*Exercise data*:

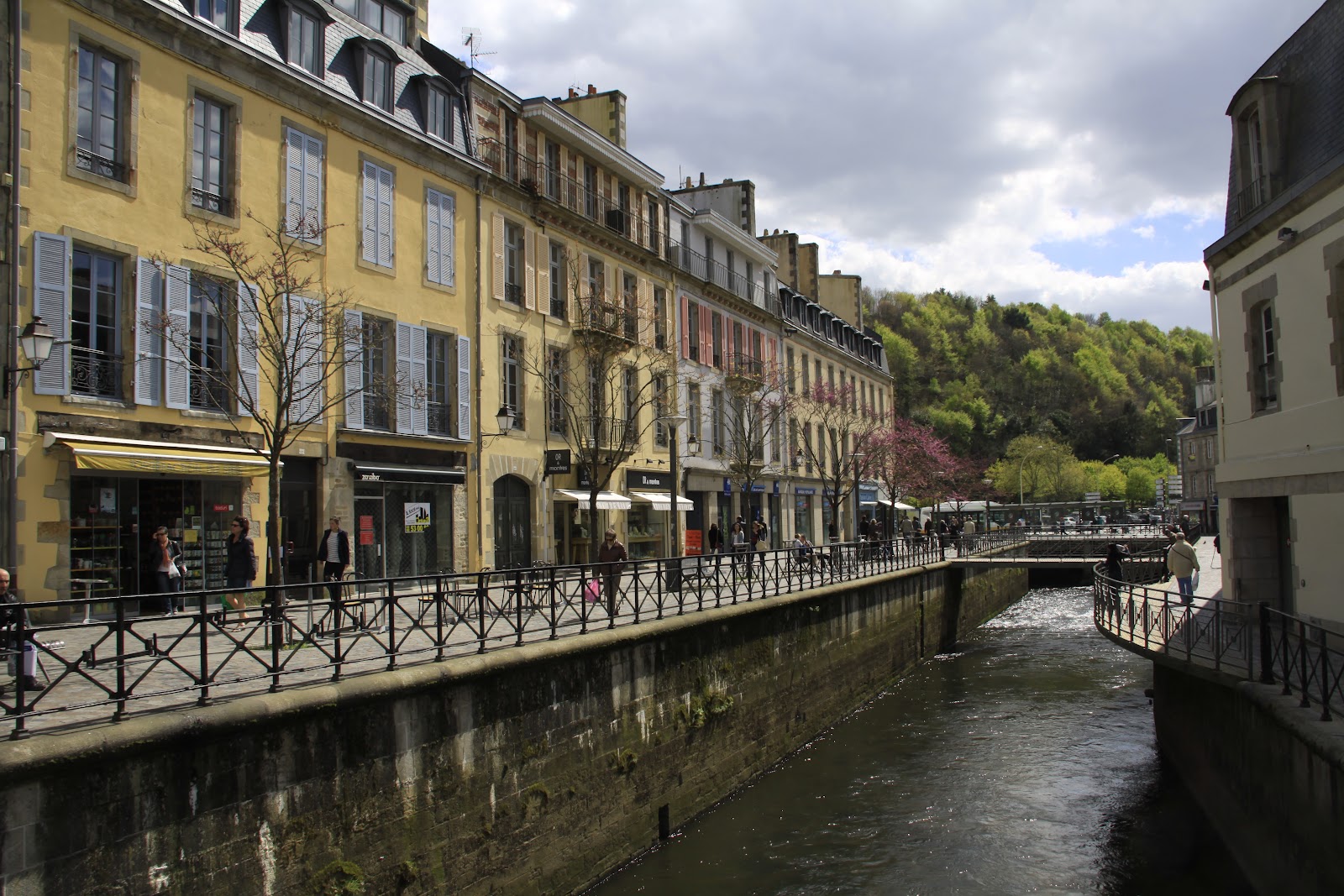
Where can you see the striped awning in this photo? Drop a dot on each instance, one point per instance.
(138, 456)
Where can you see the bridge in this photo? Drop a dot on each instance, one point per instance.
(118, 663)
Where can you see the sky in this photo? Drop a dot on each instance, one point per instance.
(1068, 152)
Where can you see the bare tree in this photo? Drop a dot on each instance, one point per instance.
(835, 427)
(612, 383)
(270, 349)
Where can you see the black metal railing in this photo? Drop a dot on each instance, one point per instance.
(93, 372)
(121, 654)
(1250, 642)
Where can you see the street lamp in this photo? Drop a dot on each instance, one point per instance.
(1021, 464)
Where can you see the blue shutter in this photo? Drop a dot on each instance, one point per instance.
(51, 302)
(150, 340)
(249, 324)
(354, 369)
(178, 338)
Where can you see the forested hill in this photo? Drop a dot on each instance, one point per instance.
(983, 374)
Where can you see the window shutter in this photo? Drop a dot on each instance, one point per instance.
(420, 380)
(369, 214)
(150, 301)
(497, 257)
(51, 302)
(176, 371)
(685, 328)
(644, 311)
(464, 387)
(530, 270)
(354, 371)
(249, 325)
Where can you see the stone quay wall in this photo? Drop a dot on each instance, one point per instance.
(1268, 774)
(530, 770)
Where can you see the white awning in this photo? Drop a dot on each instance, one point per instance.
(605, 500)
(663, 501)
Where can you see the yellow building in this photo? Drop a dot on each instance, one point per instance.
(144, 125)
(575, 248)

*What is asked*: Recast the material above as a two-column CSV with the headers request and points, one row per request, putting its text and its answer each in a single quoted field and turning line breaks into spaces. Cover all of the material and leave the pictures out.

*Solution for this task*:
request,points
"Where can you see the striped awning in this photo? Drop a dot on each instance, one point per instance.","(138, 456)"
"Where can you see the bridge in this photo? Drop a dot on each instance, one point per instance.","(118, 663)"
"Where can you see the sky in this photo? Drop a dot on each instance, one point per instance.","(1068, 152)"
"Where can you see the bare tree in this photo? Drop a dot on each instance, one point per instance.","(835, 427) (612, 383) (270, 349)"
"Where can you see the black metal railing in this photo? Drop a dot on each instance, one point per instance.","(93, 372) (121, 654) (1250, 642)"
"Where can you see the street lamp in this photo? Drop a dot on each instance, one point per instance.","(1021, 464)"
"Where can you see the blue shutter in this photo? Drop a dot on each instance, one point per instance.","(51, 302) (150, 340) (249, 324) (354, 369) (178, 338)"
"Where can you see the forested hill in this photo? Drop a dot on each instance, one point per instance.","(983, 374)"
"Where can you see the window shutter in this photo? Drop a dot on each instance, one point per instance.","(420, 380) (369, 214) (150, 301) (497, 257) (51, 302) (176, 371) (685, 328) (644, 311) (464, 387) (530, 270) (354, 371) (249, 325)"
"Where can you see the stone quay wall in this photo? Drop a dot on each instance, one point per instance.","(1268, 774) (530, 770)"
"Where can you see the white awning in this photo? Drop a dot on each instance, one point per instance.","(605, 500) (663, 501)"
"Where can you see the yellow building in this photo? Drop a dot on each instance, one point per instance.","(144, 125) (575, 248)"